#### [What you have to do]
Count the lines in the data below that contain the word "tower", and give only that number.

#### [Materials provided]
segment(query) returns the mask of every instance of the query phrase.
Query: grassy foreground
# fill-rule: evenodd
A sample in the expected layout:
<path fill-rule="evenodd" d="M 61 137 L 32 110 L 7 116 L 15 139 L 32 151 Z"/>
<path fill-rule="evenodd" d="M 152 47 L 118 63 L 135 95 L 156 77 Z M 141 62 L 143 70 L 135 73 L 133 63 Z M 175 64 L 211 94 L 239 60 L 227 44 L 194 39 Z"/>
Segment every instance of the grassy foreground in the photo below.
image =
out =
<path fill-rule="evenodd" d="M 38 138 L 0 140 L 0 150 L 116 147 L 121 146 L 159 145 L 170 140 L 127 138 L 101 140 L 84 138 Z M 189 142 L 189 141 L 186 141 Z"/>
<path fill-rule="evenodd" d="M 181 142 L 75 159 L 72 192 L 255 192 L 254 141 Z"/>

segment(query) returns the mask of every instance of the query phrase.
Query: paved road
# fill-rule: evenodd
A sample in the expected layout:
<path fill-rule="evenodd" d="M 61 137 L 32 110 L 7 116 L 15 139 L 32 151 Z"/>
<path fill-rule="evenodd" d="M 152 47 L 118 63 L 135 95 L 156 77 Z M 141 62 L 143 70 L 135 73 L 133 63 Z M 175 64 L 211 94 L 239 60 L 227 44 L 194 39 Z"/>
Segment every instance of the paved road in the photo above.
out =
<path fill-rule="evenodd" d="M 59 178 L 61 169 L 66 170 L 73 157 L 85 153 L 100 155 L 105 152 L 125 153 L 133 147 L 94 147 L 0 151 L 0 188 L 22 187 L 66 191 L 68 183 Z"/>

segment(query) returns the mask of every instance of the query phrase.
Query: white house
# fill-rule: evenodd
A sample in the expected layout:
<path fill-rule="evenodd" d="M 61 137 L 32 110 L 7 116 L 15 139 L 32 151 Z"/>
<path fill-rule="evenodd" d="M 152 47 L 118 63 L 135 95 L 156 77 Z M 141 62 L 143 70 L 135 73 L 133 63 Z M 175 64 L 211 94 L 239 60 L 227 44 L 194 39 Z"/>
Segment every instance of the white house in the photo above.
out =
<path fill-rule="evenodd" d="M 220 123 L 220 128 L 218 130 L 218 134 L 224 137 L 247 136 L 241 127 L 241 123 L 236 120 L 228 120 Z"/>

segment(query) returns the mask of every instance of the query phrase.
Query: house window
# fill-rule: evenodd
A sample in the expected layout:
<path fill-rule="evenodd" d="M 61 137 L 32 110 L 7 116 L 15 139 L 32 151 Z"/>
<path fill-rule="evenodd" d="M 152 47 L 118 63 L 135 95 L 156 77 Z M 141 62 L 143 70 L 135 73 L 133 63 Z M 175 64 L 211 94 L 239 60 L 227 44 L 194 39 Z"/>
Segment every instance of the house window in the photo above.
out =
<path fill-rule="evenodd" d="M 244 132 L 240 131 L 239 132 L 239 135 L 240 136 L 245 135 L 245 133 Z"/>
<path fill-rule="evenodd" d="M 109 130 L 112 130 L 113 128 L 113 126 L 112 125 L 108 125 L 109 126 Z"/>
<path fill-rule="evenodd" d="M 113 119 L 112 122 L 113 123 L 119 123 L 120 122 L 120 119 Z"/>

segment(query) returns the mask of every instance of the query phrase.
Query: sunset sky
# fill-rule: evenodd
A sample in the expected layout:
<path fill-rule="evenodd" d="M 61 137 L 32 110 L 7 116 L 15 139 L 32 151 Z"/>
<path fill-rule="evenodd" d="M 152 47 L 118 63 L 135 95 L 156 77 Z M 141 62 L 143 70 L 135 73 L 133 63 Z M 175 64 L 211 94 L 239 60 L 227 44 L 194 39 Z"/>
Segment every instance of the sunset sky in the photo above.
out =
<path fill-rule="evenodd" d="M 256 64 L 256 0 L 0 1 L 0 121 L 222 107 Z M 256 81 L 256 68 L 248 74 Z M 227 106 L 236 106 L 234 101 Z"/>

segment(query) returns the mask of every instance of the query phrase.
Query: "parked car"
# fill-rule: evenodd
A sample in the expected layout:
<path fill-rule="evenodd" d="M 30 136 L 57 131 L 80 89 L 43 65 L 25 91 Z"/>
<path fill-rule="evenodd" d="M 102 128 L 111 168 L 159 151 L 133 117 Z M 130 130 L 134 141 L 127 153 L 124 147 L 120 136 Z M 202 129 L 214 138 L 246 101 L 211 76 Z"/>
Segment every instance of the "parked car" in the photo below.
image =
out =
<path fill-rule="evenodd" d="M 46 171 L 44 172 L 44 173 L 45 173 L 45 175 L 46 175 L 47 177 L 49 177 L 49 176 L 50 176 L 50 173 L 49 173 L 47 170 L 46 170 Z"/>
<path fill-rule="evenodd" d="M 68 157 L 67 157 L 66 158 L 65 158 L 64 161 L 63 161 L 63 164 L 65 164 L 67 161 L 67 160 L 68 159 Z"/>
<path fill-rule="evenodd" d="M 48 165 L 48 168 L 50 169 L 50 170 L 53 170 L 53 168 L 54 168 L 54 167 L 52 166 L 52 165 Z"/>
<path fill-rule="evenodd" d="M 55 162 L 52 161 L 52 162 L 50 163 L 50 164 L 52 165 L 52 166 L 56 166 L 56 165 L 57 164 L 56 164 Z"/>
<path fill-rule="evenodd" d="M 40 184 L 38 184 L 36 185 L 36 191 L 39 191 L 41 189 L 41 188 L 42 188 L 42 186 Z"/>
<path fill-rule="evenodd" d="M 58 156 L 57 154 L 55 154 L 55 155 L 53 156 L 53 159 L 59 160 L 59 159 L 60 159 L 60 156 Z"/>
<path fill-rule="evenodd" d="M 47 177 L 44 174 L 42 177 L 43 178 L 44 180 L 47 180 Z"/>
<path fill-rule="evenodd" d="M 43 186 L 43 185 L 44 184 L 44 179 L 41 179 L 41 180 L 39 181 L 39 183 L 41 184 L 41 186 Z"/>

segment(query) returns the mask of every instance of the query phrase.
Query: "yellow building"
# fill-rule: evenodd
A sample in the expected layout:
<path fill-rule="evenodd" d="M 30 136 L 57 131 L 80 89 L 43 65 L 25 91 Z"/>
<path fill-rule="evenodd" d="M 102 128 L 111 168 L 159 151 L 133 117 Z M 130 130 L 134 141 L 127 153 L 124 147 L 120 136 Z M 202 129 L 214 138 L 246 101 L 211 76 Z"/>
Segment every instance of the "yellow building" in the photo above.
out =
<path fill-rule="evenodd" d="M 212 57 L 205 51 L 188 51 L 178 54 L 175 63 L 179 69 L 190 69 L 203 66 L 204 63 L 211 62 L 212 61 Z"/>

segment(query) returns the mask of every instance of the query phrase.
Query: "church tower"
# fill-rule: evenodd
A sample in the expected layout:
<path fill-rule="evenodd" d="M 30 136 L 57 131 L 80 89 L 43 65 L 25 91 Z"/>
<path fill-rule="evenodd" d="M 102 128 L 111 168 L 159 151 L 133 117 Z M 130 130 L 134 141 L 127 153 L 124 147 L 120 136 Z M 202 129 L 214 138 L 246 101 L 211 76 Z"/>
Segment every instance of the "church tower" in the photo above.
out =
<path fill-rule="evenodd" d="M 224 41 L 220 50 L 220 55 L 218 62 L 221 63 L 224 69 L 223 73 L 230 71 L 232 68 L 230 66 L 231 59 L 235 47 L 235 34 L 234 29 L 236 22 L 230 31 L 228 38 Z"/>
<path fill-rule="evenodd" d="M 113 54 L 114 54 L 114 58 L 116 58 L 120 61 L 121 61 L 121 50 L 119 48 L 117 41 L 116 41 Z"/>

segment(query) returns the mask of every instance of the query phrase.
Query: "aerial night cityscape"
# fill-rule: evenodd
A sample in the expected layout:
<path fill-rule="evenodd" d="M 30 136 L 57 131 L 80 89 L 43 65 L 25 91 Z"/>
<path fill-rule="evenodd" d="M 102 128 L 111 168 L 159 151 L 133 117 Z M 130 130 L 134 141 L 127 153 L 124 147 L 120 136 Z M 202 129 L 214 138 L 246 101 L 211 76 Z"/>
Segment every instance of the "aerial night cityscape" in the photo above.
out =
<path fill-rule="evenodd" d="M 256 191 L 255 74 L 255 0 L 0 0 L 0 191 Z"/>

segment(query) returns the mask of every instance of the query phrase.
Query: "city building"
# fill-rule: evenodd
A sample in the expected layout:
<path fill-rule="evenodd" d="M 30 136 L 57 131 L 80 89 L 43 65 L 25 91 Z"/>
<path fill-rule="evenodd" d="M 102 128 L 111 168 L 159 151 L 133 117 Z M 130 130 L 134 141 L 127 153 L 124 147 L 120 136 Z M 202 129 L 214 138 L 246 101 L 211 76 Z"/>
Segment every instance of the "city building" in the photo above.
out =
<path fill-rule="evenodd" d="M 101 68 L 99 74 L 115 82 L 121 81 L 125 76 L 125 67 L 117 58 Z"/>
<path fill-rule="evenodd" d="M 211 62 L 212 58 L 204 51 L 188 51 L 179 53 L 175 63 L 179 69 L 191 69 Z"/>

#### [Task output]
2